# EXERCISE PROMPT
Write out the entries again. Match each one exactly.

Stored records

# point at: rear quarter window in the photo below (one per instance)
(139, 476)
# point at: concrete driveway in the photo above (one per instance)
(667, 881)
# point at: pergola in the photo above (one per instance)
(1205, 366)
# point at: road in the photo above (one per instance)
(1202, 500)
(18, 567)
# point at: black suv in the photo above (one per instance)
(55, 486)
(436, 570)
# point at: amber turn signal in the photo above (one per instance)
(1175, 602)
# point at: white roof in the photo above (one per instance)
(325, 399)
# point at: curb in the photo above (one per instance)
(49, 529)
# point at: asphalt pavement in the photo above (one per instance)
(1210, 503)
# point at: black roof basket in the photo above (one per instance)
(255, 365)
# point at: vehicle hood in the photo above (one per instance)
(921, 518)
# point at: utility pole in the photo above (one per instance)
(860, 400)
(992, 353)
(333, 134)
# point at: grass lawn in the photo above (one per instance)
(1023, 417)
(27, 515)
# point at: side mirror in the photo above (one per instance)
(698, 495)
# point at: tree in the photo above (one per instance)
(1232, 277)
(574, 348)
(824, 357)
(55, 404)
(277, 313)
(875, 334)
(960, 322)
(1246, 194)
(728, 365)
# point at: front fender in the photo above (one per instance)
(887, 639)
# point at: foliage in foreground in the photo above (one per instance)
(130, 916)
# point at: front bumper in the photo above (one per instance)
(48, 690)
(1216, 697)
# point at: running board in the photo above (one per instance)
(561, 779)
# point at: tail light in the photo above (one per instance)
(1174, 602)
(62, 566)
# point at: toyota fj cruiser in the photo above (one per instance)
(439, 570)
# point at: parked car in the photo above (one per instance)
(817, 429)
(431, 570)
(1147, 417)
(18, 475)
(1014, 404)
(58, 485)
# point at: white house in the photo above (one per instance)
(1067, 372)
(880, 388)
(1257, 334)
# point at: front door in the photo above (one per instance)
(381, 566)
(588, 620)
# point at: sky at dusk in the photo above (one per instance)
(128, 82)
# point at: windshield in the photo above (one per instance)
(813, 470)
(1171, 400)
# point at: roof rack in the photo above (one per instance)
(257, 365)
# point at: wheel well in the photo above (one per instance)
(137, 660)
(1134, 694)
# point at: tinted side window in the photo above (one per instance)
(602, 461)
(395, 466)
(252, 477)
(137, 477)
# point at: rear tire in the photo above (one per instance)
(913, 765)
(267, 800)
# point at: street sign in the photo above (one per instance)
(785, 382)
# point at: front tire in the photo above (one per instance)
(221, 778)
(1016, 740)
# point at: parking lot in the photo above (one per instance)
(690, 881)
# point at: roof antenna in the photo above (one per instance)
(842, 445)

# RESPONSE BOX
# point at: rear quarter window in the photo below (one per instance)
(139, 476)
# point at: concrete driveway in the photo above (one per instance)
(667, 881)
# point at: pergola in the photo above (one per instance)
(1205, 366)
# point at: road in the photo above (one per instance)
(1202, 500)
(18, 567)
# point at: black suv in the photo above (one per instance)
(55, 486)
(436, 570)
# point at: amber turn signal in the photo above (one per instance)
(1175, 602)
# point at: white roof in the photo above (one per instance)
(325, 399)
# point at: curb in the photo above (one per instance)
(49, 529)
# point at: asphalt pavement in the photo above (one per instance)
(1210, 503)
# point at: black roof basket in the photo above (one per instance)
(255, 365)
# point at: vehicle hood in the photo above (one per instance)
(921, 518)
# point at: utility pole in the photo above (one per instance)
(860, 400)
(992, 353)
(333, 134)
# point at: grass lawn in the photo above (one per instance)
(1023, 417)
(27, 515)
# point at: side mirror in the photo above (one per instance)
(698, 495)
# point at: tree in the photo above (one per instance)
(1232, 277)
(574, 348)
(824, 357)
(55, 404)
(277, 313)
(875, 334)
(960, 322)
(1246, 194)
(728, 365)
# point at: front fender in the photo above (one per instance)
(887, 639)
# point at: foliage in foreground in the photo above (one per instance)
(130, 916)
# point at: front bumper in the photo above (one per instance)
(48, 690)
(1216, 697)
# point at: running board in the photo above (one per instance)
(561, 779)
# point at: tail light in the photo above (one per instance)
(1174, 602)
(62, 566)
# point at: toyota fj cruiser in the photo above (one per instance)
(439, 570)
# point at: parked car in the photo above (one per instance)
(817, 429)
(431, 570)
(1147, 417)
(18, 475)
(1014, 404)
(58, 485)
# point at: white house in the photo above (one per instance)
(1067, 372)
(880, 388)
(1257, 334)
# point at: front door in the photo above (one per instance)
(381, 566)
(588, 620)
# point at: sky at dusk in the photo above (one per instance)
(128, 82)
# point at: windshield in the photo above (one per instance)
(813, 470)
(1171, 400)
# point at: roof rack in the photo above (one per instance)
(257, 365)
# point at: wheel well in the photo above (one per instance)
(137, 660)
(1134, 694)
# point at: tinted side window in the photo above (one per instance)
(602, 461)
(395, 466)
(252, 477)
(137, 477)
# point at: rear tire in the photo above (one per instance)
(913, 765)
(267, 800)
# point at: street sign in the photo above (one per instance)
(785, 382)
# point at: front tire in the photo above (one per instance)
(221, 778)
(1016, 740)
# point at: parking lot in the photo above (one per instance)
(690, 881)
# point at: roof antenna in the photo above (one per instance)
(842, 445)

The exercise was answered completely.